▸ SHORT PROBLEM 1
In the fly-casting lessons thread, which store offers free lessons every Saturday?

▸ PAGE
—————
# flyfishing lessons - Clear Lake area



## Rig'd UP (Mar 10, 2005)

I'm looking for any contact information on casting lessons in the Clear Lake area. Any help is greatly appreciated.


----------



## roninrus1 (May 27, 2004)

Check out Flanagin at FTU.
Great guy and good teacher.


----------



## Animal Chris (May 21, 2004)

Look up Capt. Steve Soule, aka The Shallowist in this board. He's a certified casting iinstructor.


----------



## Rig'd UP (Mar 10, 2005)

roninrus1 said:


> Check out Flanagin at FTU.
> Great guy and good teacher.


I thought FTU was only running classes out of their Katy store, now.


----------



## curmudgeon (Dec 23, 2010)

Animal Chris said:


> Look up Capt. Steve Soule, aka The Shallowist in this board. He's a certified casting iinstructor.


 X2!


----------



## roninrus1 (May 27, 2004)

Rig'd UP said:


> I thought FTU was only running classes out of their Katy store, now.


They were! Could be they quit.
Haven't been in there in a couple of months.


----------



## Zeitgeist (Nov 10, 2011)

The Pearland Bass Pro has free lessons every Saturday.


----------



## Rig'd UP (Mar 10, 2005)

Thanks for all the replies. 

Had a lesson from Capt. Soule. Within an hour Steve had me casting fluidly and on point (for a beginner). If all possible, take a lesson from him instead of trying to teach yourself. I saved myself months of frustration and bad habits. 

Thanks again, Steve.


----------



## shallowist (May 28, 2009)

Rig'd UP said:


> Thanks for all the replies.
> 
> Had a lesson from Capt. Soule. Within an hour Steve had me casting fluidly and on point (for a beginner). If all possible, take a lesson from him instead of trying to teach yourself. I saved myself months of frustration and bad habits.
> 
> Thanks again, Steve.


Hey Matt,

Thanks for the feedback. It was great to meet you and from what I saw, you will go far with your fly casting. Makes it much easier when I get to work with someone enthusiastic and who hasn't developed a cast with flawed mechanics. There's a lot of good information out there, but an equal amount of bad, sifting through it can be tough.

Good Luck! Look forward to putting you on some reds this year. Heck, we may have to meet up and catch a few of those bass in the pond...


----------
—————
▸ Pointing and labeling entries

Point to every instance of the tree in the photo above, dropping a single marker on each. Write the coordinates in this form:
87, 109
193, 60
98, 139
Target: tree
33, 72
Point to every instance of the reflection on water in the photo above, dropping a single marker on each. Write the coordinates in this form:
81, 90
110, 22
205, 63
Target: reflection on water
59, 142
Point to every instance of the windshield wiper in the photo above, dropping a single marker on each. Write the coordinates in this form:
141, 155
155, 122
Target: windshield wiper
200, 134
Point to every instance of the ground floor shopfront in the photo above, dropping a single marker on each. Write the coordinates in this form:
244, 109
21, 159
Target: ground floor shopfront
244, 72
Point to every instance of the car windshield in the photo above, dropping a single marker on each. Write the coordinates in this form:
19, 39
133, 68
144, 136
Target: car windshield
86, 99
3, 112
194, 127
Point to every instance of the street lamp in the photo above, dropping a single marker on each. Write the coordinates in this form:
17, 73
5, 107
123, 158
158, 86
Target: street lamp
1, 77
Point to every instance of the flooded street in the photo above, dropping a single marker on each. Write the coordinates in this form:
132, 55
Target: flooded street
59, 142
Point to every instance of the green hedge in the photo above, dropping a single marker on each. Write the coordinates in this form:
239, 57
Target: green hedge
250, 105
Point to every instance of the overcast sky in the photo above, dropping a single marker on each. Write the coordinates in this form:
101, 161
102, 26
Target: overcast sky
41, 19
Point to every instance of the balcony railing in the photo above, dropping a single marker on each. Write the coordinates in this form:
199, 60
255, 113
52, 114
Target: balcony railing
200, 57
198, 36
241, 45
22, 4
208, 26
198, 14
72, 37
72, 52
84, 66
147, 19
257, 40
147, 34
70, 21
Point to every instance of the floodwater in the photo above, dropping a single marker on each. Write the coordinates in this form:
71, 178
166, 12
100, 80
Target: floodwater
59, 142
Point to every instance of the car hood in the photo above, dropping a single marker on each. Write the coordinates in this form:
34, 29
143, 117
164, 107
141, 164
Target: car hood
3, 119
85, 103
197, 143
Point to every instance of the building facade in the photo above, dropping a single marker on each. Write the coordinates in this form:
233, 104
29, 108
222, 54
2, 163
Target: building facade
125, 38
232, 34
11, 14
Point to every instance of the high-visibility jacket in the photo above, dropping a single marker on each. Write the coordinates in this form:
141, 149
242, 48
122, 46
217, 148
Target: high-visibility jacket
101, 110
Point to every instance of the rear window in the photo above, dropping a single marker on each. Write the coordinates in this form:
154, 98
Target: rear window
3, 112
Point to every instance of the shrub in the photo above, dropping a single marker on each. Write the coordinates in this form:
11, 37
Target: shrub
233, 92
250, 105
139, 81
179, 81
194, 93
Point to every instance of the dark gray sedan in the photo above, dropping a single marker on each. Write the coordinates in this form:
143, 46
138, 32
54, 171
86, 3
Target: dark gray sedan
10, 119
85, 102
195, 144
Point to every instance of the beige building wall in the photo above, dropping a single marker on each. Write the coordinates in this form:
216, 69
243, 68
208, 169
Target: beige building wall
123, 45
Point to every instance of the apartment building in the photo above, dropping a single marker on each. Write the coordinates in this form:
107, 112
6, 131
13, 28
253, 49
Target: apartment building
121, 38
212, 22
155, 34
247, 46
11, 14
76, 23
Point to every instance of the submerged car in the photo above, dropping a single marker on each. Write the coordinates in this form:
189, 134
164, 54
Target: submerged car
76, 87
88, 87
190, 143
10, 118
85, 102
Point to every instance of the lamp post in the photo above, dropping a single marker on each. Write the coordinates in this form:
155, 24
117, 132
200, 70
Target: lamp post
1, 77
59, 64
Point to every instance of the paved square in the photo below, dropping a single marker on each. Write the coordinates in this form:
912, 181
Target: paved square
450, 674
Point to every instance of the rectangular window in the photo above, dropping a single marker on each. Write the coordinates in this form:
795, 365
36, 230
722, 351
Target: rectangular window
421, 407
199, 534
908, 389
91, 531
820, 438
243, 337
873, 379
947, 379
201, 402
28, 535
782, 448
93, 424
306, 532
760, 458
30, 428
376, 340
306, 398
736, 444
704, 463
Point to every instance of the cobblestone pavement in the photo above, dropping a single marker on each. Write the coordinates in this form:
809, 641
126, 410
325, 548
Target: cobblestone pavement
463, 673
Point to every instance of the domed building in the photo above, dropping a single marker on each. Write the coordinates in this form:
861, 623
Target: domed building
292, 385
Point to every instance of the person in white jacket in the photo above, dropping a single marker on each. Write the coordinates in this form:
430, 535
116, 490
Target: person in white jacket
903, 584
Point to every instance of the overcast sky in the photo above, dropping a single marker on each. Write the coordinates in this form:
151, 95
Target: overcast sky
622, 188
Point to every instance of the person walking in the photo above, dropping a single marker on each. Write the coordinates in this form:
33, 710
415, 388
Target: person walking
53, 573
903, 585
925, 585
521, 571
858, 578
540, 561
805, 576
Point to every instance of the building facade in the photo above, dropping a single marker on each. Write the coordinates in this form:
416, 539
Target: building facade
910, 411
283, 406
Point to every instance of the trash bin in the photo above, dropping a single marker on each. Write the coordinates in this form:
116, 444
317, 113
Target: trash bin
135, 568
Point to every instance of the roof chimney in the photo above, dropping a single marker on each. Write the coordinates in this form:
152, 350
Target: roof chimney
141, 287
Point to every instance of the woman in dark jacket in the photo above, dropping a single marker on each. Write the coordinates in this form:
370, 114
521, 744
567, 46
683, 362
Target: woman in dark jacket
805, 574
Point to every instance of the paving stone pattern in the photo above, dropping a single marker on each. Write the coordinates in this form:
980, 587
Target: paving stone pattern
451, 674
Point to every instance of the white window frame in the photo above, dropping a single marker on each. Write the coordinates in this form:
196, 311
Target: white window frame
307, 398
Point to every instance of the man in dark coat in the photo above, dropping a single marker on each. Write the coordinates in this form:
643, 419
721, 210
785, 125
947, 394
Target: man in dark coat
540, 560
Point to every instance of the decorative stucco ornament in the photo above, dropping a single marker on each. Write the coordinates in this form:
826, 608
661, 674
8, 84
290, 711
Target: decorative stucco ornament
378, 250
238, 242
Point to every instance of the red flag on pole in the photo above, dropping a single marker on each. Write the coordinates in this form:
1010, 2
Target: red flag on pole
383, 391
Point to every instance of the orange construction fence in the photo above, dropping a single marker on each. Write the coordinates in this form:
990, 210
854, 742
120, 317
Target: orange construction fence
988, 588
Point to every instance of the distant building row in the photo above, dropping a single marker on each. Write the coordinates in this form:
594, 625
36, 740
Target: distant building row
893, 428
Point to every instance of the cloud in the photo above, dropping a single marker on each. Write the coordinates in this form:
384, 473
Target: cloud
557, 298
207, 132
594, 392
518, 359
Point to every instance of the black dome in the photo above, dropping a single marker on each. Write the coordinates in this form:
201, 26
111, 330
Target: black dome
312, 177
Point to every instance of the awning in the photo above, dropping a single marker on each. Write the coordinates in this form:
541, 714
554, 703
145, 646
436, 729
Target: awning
—————
▸ SHORT PROBLEM 2
How many lines of the entries contain the string "frame"? Case counts; reply with the number only.

▸ WRITTEN REPLY 1
The Pearland Bass Pro.

▸ WRITTEN REPLY 2
2